=== Aim of the exercise ===
Which lines of the material below contain the string "shade"? Pull out every one of them in full. Case counts, so uppercase and lowercase letters must match.

=== Given records ===
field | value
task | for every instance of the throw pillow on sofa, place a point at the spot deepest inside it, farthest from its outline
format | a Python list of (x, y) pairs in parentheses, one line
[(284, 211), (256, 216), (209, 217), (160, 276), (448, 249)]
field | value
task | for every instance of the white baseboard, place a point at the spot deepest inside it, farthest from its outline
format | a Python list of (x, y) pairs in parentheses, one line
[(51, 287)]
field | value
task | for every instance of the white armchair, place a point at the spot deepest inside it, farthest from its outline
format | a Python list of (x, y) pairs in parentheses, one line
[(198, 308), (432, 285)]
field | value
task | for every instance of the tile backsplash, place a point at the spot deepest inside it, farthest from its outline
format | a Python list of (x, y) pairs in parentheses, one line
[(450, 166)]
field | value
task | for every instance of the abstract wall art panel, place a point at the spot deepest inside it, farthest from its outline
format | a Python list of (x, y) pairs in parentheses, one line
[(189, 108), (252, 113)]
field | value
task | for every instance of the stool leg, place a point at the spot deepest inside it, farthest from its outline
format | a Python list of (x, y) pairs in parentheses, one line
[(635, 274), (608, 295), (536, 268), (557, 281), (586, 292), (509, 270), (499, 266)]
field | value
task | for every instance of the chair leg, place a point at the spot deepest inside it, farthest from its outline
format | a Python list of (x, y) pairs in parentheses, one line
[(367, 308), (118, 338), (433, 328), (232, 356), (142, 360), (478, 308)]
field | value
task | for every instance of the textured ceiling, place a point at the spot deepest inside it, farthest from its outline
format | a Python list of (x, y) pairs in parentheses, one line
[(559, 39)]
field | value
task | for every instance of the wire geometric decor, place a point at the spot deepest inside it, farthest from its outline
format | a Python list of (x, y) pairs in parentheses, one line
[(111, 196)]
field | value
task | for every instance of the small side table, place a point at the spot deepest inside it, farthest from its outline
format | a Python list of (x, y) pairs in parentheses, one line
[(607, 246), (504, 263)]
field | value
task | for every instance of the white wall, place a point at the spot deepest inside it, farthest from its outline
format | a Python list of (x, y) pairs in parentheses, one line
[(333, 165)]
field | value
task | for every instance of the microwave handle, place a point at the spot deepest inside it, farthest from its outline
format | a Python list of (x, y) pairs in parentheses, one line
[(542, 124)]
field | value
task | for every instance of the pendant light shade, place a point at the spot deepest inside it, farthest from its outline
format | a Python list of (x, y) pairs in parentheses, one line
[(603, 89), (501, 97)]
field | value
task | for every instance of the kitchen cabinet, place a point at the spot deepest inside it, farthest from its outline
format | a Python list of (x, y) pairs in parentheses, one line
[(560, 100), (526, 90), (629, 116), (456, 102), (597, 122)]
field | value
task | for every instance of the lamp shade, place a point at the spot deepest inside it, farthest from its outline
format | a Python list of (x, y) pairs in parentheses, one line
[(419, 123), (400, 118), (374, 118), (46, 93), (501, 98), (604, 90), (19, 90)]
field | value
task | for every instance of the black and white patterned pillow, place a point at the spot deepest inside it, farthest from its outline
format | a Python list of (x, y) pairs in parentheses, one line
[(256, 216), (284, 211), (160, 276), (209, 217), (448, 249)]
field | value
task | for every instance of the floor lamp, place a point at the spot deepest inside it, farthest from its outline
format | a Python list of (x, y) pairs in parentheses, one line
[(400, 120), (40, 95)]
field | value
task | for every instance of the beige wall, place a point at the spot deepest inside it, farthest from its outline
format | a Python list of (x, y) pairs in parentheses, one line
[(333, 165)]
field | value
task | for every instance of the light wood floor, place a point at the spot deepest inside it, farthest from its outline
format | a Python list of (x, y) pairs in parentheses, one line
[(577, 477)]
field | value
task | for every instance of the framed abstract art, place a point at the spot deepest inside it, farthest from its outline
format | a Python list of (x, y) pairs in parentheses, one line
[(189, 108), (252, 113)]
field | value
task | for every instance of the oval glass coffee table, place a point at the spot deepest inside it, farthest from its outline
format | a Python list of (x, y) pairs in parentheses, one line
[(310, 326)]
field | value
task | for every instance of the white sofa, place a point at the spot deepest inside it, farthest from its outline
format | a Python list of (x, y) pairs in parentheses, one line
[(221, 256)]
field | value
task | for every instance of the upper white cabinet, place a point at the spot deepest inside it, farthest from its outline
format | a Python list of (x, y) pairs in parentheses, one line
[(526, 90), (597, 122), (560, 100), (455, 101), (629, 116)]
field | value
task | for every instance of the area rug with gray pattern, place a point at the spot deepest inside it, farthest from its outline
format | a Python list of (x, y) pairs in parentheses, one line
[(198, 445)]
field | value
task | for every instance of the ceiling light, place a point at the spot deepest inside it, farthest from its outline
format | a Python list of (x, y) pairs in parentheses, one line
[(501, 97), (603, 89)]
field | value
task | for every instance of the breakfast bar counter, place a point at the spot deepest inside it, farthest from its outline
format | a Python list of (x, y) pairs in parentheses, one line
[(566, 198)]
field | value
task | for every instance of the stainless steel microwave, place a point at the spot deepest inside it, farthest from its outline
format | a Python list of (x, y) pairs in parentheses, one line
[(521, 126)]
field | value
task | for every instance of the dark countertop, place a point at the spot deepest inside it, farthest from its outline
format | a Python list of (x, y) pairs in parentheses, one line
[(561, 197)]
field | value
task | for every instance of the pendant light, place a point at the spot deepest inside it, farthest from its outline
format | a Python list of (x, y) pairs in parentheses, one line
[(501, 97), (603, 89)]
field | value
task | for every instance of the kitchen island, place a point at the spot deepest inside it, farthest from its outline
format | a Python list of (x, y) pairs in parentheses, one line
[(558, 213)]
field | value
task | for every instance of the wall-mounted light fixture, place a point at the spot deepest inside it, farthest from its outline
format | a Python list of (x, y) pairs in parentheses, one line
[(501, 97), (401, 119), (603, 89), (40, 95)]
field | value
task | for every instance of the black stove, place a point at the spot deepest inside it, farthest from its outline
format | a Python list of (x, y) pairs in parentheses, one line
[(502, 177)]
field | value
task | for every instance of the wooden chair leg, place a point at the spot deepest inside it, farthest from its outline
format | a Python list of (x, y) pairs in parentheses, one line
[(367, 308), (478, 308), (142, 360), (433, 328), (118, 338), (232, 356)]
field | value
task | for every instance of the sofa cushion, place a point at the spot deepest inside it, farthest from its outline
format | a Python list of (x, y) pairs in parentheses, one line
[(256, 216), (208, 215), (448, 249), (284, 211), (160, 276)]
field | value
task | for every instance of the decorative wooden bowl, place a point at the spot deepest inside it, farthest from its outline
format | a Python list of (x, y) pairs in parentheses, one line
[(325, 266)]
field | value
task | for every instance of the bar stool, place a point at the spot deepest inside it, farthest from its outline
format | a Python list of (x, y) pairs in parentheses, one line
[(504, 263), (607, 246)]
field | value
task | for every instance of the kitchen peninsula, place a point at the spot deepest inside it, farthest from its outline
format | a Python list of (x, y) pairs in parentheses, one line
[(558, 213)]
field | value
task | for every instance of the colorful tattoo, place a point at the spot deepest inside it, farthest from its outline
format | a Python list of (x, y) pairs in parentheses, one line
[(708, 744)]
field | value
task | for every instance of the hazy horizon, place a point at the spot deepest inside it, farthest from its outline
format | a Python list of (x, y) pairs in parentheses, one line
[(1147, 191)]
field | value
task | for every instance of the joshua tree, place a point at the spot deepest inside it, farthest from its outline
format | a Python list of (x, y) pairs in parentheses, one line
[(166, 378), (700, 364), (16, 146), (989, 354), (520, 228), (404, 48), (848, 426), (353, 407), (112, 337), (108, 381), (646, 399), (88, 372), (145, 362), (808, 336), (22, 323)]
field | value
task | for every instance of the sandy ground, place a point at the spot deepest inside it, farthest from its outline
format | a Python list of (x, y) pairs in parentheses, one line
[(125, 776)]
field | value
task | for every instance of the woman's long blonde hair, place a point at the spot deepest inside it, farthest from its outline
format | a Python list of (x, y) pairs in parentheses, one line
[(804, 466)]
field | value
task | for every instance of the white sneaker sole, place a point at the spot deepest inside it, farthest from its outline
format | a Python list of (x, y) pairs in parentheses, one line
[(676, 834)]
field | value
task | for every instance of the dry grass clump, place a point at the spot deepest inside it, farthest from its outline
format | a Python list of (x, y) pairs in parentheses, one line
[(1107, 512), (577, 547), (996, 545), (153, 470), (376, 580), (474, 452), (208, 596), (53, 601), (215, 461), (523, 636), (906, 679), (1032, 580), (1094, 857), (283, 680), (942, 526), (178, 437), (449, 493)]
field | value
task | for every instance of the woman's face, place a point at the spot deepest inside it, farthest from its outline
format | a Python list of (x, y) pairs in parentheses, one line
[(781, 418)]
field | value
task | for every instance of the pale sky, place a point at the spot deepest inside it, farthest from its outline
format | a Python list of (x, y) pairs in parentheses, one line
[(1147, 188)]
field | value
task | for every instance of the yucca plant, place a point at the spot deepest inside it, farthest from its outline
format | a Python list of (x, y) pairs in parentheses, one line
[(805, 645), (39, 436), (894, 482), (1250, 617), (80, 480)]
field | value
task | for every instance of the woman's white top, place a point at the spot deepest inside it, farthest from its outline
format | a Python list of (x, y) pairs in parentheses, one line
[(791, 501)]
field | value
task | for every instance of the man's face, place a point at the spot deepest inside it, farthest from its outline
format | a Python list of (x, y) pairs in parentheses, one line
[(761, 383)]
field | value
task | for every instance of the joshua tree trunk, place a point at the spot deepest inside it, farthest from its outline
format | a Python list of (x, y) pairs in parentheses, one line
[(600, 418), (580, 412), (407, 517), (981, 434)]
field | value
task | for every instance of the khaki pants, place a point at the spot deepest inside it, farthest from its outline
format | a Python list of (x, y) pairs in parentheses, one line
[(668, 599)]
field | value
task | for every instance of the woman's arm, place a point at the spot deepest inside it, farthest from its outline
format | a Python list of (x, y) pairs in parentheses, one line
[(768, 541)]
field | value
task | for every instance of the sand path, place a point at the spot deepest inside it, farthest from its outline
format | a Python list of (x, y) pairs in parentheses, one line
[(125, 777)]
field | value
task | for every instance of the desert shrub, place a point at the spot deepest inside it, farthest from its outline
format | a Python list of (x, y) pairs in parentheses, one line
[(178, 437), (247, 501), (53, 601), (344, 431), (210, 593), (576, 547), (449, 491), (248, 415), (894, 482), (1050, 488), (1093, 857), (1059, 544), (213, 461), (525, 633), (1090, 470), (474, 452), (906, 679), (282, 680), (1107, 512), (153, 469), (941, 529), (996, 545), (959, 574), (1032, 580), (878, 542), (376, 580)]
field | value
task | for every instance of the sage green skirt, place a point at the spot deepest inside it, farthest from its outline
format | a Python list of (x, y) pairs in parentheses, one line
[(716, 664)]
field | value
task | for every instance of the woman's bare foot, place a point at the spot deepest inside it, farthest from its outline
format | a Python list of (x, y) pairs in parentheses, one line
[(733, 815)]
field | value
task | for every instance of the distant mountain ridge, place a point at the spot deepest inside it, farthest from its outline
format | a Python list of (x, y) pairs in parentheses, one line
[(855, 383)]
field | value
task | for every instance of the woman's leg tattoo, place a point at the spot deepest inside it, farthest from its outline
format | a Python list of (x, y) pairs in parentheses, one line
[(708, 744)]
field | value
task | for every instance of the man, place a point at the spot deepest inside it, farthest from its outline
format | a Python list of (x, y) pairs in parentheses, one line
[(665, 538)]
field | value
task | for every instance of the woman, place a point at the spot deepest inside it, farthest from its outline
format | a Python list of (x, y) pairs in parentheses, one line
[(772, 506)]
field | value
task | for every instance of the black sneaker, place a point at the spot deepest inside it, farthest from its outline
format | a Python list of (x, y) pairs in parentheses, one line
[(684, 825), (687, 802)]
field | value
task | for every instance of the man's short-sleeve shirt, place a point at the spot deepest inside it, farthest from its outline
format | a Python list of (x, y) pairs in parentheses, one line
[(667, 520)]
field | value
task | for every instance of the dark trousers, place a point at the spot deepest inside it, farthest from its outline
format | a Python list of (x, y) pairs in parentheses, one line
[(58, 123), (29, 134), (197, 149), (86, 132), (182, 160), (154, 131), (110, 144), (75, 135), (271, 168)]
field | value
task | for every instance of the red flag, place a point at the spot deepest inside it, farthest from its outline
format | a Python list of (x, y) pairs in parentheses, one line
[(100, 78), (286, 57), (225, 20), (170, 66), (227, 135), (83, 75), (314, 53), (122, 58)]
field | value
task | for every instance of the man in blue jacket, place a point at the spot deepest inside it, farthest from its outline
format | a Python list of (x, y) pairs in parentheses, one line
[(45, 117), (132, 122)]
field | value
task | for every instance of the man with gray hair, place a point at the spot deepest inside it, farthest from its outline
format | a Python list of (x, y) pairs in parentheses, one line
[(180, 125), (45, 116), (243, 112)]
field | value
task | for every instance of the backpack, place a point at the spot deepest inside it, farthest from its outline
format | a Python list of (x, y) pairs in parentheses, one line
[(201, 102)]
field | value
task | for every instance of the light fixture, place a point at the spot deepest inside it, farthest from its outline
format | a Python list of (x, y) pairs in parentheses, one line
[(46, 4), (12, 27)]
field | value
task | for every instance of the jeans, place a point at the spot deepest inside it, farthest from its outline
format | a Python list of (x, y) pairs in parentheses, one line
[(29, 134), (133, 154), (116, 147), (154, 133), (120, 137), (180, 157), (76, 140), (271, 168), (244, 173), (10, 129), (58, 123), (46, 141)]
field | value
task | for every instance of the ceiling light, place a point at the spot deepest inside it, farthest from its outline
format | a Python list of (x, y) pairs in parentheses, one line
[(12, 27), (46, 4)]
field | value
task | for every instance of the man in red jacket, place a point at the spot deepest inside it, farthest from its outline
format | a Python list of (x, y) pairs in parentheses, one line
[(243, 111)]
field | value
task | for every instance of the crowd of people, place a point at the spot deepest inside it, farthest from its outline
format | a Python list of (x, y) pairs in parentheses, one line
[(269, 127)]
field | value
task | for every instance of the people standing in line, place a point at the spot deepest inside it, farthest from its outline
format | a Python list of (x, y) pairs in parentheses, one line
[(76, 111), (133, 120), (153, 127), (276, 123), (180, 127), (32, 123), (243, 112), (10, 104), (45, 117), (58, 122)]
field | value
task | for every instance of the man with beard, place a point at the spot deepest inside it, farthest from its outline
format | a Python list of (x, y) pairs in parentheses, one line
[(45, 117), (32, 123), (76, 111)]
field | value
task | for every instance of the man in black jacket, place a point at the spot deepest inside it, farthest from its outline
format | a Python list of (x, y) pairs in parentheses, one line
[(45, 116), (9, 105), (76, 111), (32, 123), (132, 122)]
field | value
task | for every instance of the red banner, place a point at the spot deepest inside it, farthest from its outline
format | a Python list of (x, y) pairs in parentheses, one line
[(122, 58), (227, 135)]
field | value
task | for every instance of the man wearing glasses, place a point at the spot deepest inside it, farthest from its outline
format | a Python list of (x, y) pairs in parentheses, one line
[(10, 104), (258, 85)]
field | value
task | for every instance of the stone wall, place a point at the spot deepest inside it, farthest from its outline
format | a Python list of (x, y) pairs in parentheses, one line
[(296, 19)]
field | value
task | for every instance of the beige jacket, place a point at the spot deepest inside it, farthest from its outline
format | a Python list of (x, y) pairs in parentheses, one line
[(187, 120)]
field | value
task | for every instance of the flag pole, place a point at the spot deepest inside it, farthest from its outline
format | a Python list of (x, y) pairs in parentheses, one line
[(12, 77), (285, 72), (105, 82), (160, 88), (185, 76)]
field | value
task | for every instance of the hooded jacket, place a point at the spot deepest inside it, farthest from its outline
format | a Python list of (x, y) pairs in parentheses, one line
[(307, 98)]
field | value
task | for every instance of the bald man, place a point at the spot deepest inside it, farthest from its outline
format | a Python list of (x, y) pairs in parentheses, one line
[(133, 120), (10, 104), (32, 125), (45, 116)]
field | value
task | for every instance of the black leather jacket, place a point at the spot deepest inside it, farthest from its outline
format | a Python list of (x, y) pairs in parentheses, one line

=== Solution for this exercise ===
task | for every instance of the pendant light shade, place a point at the spot deepest inside it, farthest from its outline
task | for every instance of the lamp shade, place a point at the spot deepest inside it, farthest from its outline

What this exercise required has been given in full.